> **WHAT IS NEEDED**:
Scan the records that follow, and whenever a line has the word "floor", copy it.

> **INFORMATION**:
========
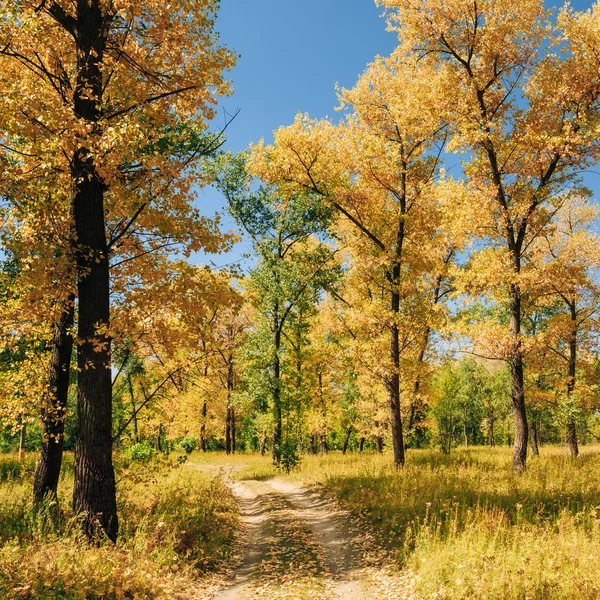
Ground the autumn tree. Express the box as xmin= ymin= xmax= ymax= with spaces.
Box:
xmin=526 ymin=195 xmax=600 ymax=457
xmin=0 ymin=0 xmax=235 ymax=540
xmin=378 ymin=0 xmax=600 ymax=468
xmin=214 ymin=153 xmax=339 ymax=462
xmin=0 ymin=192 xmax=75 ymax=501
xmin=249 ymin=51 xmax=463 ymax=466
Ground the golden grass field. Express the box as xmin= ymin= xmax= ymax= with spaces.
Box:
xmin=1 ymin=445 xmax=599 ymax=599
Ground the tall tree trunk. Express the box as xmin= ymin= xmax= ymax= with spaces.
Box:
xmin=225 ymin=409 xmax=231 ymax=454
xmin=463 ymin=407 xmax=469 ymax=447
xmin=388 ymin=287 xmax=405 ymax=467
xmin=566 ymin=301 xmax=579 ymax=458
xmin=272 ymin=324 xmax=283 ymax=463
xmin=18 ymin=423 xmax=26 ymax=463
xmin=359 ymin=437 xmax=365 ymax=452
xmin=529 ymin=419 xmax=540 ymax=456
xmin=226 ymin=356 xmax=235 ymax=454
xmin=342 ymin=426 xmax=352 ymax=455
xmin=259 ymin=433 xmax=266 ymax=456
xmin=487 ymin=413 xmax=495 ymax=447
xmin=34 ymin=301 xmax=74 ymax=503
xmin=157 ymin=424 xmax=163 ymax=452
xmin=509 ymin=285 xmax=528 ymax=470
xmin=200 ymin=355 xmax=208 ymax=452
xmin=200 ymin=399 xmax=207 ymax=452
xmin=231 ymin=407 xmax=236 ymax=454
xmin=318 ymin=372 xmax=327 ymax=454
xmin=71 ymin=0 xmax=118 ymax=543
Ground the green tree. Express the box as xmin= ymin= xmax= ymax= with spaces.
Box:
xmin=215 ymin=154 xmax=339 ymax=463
========
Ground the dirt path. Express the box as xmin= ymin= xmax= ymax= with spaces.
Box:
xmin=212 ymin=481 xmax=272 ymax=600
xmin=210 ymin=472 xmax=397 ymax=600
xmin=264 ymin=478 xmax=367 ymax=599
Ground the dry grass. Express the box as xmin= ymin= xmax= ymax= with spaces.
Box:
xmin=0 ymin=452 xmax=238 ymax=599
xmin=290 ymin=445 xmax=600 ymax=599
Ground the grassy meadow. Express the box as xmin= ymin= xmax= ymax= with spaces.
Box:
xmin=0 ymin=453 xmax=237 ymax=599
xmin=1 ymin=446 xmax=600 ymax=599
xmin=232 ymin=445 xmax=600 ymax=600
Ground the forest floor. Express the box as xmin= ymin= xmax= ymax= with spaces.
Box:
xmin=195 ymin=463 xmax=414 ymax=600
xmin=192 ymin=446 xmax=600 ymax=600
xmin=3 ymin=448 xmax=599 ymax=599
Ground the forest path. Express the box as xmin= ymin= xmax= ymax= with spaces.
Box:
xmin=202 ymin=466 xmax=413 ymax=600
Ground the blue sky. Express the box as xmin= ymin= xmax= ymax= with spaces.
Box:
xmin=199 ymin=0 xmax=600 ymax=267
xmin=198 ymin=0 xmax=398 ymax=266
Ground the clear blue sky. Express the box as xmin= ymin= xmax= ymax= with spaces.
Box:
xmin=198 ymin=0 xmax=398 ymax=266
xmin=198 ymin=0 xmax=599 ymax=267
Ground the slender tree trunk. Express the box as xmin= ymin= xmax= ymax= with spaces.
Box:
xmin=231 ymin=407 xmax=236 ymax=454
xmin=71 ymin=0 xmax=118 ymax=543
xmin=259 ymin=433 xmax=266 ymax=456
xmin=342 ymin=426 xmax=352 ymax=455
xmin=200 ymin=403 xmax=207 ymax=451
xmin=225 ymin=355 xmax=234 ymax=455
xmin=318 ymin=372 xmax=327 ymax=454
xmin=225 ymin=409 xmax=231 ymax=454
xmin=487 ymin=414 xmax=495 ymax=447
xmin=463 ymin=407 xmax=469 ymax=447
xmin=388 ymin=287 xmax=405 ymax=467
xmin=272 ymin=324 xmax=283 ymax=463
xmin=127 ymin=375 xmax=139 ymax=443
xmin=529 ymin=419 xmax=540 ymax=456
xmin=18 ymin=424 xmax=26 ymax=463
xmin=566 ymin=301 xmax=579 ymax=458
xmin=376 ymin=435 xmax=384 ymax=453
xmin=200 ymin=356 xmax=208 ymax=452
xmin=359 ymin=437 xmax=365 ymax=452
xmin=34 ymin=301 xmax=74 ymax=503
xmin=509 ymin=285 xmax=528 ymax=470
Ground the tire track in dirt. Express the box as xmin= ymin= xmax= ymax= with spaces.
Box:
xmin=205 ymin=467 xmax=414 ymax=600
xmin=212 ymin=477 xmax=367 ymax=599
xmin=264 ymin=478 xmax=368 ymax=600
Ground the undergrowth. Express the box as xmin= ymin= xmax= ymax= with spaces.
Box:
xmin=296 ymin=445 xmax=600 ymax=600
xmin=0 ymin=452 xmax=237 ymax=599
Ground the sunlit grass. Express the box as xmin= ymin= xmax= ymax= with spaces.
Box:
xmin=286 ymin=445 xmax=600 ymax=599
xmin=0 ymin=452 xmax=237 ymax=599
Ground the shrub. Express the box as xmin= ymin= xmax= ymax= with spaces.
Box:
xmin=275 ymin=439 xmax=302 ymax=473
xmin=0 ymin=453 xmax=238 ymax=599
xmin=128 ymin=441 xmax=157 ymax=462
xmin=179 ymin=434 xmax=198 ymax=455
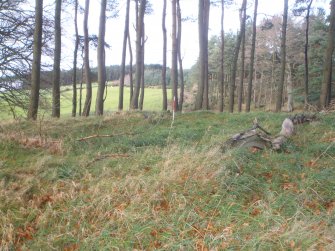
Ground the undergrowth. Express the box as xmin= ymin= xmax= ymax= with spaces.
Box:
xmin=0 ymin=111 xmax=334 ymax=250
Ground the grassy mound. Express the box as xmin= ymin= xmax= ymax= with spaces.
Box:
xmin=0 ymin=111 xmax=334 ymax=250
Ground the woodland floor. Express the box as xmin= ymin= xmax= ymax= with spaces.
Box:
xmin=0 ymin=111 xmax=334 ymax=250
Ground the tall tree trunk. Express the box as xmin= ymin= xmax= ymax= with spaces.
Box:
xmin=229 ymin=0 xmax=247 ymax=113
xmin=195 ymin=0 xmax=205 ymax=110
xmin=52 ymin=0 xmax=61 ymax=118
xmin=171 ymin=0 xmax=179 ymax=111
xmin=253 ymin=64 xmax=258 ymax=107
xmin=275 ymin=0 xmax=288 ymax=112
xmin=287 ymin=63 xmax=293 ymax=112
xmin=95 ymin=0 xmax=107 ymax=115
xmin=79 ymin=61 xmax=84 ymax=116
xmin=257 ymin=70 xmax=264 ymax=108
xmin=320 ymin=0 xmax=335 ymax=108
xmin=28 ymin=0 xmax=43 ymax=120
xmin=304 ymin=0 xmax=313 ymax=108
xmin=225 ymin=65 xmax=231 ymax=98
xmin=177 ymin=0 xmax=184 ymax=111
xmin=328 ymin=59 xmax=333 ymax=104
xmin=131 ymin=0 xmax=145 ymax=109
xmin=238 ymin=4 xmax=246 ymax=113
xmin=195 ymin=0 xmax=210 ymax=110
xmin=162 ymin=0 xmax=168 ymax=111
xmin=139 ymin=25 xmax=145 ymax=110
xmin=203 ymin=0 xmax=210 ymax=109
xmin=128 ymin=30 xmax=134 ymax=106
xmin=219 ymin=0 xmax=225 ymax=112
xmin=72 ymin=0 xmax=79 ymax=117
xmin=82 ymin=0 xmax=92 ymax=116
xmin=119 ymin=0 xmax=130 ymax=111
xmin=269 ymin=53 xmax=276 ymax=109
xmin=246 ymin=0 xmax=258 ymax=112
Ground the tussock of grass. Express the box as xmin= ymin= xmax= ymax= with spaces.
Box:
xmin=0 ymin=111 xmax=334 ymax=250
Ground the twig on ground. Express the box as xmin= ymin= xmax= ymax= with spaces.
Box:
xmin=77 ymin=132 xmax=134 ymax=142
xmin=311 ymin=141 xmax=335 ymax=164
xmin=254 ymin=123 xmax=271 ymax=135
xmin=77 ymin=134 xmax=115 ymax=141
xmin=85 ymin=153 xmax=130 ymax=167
========
> **WRITTEN ANSWER**:
Ground the forest floor. Express the box as xmin= ymin= xmax= ymax= with spaces.
Ground the woodland floor. Express the box as xmin= ymin= xmax= ymax= with spaces.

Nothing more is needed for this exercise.